### Work order:
Select and reproduce each line of the listing below that bears the string "evergreen".

### Dataset content:
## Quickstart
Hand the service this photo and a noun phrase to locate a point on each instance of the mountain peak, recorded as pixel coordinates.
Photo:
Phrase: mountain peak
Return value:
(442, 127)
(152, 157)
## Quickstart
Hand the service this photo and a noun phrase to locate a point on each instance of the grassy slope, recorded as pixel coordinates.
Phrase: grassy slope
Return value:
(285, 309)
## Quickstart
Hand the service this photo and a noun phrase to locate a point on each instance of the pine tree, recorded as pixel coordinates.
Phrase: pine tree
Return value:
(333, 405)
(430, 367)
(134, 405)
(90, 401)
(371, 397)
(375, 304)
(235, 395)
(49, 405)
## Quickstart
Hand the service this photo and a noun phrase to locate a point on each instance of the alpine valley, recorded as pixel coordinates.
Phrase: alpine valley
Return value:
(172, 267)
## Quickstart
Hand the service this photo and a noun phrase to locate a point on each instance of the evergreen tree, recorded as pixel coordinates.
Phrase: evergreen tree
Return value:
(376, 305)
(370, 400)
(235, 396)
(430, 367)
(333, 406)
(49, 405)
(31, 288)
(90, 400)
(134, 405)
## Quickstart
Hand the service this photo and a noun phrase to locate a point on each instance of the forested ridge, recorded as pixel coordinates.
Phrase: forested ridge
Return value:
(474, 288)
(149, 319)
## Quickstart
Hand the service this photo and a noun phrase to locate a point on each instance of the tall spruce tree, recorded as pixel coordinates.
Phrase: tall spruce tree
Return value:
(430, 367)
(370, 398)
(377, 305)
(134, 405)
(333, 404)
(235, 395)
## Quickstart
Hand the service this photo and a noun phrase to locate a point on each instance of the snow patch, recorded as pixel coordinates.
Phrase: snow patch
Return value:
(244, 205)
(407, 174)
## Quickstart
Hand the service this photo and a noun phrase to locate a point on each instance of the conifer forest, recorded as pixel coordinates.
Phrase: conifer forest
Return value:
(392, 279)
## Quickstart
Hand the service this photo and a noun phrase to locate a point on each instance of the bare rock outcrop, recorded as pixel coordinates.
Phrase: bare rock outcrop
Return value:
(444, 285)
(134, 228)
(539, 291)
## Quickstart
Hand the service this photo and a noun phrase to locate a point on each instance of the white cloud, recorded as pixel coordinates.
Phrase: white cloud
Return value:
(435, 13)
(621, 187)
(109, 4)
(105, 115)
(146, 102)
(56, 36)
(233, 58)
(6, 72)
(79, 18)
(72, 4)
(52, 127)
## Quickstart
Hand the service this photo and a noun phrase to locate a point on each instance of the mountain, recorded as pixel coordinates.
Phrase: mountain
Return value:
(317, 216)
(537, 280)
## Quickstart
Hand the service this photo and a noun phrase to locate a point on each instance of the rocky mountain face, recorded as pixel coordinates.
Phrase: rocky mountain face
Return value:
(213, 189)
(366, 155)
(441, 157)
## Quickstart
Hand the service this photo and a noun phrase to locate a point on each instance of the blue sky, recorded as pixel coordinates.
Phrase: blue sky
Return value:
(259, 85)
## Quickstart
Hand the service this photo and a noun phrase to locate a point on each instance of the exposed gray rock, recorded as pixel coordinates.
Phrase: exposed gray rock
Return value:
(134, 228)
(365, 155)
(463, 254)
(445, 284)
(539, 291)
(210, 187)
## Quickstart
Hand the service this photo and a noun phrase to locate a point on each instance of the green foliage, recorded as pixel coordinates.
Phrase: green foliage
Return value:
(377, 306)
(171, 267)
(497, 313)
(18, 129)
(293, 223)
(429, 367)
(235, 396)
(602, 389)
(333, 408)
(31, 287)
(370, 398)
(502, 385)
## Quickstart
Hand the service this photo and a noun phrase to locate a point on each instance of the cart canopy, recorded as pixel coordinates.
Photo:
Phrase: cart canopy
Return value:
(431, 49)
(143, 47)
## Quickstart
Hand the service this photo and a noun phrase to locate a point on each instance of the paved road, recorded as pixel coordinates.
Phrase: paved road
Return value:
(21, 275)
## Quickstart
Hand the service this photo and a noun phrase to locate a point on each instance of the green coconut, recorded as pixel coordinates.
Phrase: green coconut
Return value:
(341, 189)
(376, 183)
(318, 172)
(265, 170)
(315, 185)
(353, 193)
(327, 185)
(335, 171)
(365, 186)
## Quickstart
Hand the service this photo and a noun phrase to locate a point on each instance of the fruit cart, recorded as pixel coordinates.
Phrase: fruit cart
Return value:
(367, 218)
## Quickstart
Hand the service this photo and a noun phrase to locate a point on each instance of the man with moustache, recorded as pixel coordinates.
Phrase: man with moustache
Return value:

### Exercise response:
Hand the service this photo and a noun phrase to locate a point on each instance of the evergreen tree, recorded as pixel coordinates.
Phrase: evergreen tree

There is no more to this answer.